Données stockées:
--- --- ---

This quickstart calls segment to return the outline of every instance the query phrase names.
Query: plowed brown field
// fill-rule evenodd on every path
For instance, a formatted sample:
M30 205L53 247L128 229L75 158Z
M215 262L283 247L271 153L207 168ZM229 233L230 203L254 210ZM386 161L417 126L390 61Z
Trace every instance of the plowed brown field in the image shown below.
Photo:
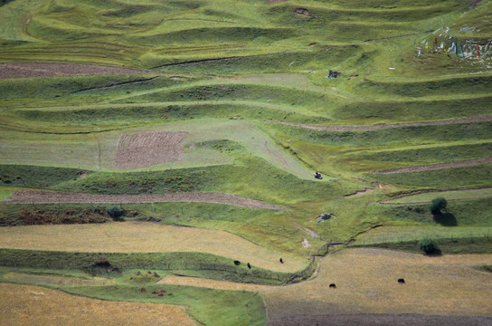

--- --- ---

Énoncé de la tâche: Convertissez toutes les lignes des enregistrements ci-dessus en un tableau Markdown à deux colonnes, « Numéro » et « Ligne », sans reprendre les lignes vides. Laissez les images hors de la réponse.

Résultat de l'exercice:
| Numéro | Ligne |
|---|---|
| 1 | This quickstart calls segment to return the outline of every instance the query phrase names. |
| 2 | Query: plowed brown field |
| 3 | // fill-rule evenodd on every path |
| 4 | For instance, a formatted sample: |
| 5 | M30 205L53 247L128 229L75 158Z |
| 6 | M215 262L283 247L271 153L207 168ZM229 233L230 203L254 210ZM386 161L417 126L390 61Z |
| 7 | Trace every instance of the plowed brown field in the image shown below. |
| 8 | Photo: |